» **Coordinate annotation entries**
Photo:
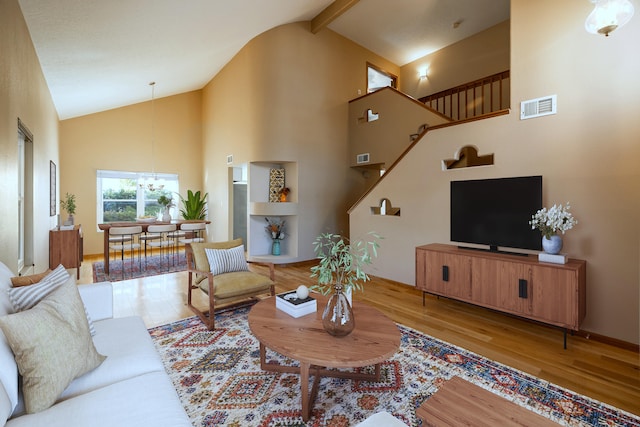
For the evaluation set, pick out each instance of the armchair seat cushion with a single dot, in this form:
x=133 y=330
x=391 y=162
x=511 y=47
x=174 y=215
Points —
x=237 y=284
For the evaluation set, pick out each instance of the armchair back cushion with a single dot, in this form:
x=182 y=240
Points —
x=200 y=256
x=226 y=260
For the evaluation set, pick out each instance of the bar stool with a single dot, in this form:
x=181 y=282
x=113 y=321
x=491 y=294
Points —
x=161 y=237
x=124 y=238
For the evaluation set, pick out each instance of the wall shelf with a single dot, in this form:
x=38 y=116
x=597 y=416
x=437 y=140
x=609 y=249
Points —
x=258 y=241
x=273 y=209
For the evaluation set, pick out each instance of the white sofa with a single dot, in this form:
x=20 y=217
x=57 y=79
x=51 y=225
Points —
x=130 y=388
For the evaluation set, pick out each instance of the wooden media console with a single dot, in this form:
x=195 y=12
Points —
x=554 y=294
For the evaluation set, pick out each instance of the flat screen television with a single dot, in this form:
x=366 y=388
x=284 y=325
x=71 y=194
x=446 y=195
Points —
x=496 y=212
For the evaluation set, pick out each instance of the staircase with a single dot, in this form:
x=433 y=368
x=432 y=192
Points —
x=476 y=98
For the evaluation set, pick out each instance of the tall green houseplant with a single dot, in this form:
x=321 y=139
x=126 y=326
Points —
x=194 y=206
x=342 y=261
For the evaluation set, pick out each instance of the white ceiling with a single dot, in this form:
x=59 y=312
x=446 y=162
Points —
x=98 y=55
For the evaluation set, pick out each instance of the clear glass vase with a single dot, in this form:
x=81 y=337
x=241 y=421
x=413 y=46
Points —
x=337 y=318
x=275 y=247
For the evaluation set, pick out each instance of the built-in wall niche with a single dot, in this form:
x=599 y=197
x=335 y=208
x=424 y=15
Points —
x=261 y=207
x=385 y=208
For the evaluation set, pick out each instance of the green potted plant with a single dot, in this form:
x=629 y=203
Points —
x=194 y=206
x=166 y=203
x=69 y=205
x=341 y=269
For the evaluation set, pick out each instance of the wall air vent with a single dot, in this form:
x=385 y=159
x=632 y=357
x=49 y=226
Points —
x=362 y=158
x=538 y=107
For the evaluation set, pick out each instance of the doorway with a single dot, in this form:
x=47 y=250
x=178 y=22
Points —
x=25 y=256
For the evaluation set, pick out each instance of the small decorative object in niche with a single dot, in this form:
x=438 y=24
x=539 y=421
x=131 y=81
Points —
x=466 y=157
x=385 y=208
x=368 y=116
x=52 y=189
x=276 y=184
x=282 y=194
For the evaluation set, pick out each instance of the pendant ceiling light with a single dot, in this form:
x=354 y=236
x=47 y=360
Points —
x=152 y=186
x=608 y=15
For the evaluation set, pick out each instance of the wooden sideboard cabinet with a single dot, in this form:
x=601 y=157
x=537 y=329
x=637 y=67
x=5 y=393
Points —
x=554 y=294
x=65 y=247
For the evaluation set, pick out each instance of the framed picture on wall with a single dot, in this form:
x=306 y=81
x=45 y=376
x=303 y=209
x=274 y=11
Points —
x=52 y=188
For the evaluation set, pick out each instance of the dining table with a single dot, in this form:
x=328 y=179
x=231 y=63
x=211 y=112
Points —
x=144 y=224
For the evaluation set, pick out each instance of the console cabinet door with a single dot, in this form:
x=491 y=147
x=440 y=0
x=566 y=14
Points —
x=502 y=285
x=555 y=296
x=447 y=275
x=514 y=291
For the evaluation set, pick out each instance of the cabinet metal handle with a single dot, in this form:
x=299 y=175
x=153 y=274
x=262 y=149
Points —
x=522 y=288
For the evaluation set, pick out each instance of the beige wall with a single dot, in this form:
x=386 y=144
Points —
x=284 y=97
x=24 y=94
x=482 y=55
x=120 y=139
x=587 y=154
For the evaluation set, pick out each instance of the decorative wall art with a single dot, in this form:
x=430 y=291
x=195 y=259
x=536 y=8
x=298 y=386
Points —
x=466 y=157
x=276 y=184
x=52 y=189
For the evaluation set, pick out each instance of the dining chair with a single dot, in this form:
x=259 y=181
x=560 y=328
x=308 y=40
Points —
x=125 y=239
x=161 y=237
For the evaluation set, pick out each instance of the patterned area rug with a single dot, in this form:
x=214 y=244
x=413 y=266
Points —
x=153 y=266
x=218 y=378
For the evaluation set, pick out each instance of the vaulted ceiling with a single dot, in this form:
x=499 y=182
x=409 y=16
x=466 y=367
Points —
x=97 y=55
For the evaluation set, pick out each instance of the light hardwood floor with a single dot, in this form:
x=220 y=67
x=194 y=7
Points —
x=607 y=373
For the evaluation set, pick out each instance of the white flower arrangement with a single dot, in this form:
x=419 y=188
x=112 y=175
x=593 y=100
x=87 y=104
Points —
x=550 y=221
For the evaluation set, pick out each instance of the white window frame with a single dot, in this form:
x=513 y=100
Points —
x=142 y=179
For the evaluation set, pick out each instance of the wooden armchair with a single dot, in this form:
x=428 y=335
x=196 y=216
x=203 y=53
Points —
x=223 y=287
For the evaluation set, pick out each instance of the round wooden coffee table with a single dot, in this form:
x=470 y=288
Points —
x=374 y=339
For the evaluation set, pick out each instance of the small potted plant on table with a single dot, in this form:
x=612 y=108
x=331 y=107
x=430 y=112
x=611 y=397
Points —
x=69 y=205
x=341 y=270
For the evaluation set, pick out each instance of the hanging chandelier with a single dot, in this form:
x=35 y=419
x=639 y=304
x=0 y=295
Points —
x=152 y=184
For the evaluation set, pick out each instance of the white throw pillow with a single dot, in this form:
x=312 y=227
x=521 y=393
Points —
x=226 y=260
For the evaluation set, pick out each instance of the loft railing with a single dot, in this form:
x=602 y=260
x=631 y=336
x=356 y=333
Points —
x=472 y=99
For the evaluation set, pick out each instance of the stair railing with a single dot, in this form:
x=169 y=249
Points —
x=475 y=98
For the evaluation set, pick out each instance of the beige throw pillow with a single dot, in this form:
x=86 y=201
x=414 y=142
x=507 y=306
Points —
x=18 y=281
x=52 y=346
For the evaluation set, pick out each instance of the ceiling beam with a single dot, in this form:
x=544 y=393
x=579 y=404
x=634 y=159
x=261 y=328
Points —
x=331 y=12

» **WHAT THE EXERCISE ASKS**
Rewrite everything from the line containing "For the evaluation set, pick out each instance of the tall" down to the line containing "x=282 y=194", swapping "doorway" for "entryway" and leaving the rest untouched. Return only those lines.

» **SOLVED EXERCISE**
For the evaluation set, pick out each instance of the tall green houseplant with a single dot, in this form:
x=321 y=139
x=126 y=326
Points —
x=194 y=206
x=342 y=261
For the evaluation set, pick out each instance of the white ceiling with a single dot, in this form:
x=59 y=312
x=446 y=162
Points —
x=98 y=55
For the evaluation set, pick out each instance of the clear glass vase with a single dot, in this form:
x=81 y=337
x=241 y=421
x=413 y=46
Points —
x=337 y=318
x=275 y=247
For the evaluation set, pick out each instance of the built-in wall niche with a single dot, in this form:
x=599 y=197
x=335 y=208
x=424 y=15
Points —
x=261 y=207
x=385 y=208
For the evaluation set, pick out each instance of the green potted plant with a single dot, in this form:
x=629 y=203
Points —
x=194 y=206
x=166 y=203
x=69 y=205
x=341 y=269
For the evaluation set, pick out each instance of the wall air vent with a single dot, in this form:
x=385 y=159
x=632 y=357
x=49 y=226
Points —
x=362 y=158
x=538 y=107
For the evaluation set, pick out each instance of the entryway with a single dot, in this form:
x=47 y=250
x=178 y=22
Points —
x=25 y=256
For the evaluation set, pick out each instance of the small decorative object in niche with a single dot, in this form:
x=438 y=24
x=539 y=421
x=131 y=81
Points —
x=466 y=157
x=385 y=208
x=368 y=116
x=52 y=189
x=276 y=184
x=282 y=194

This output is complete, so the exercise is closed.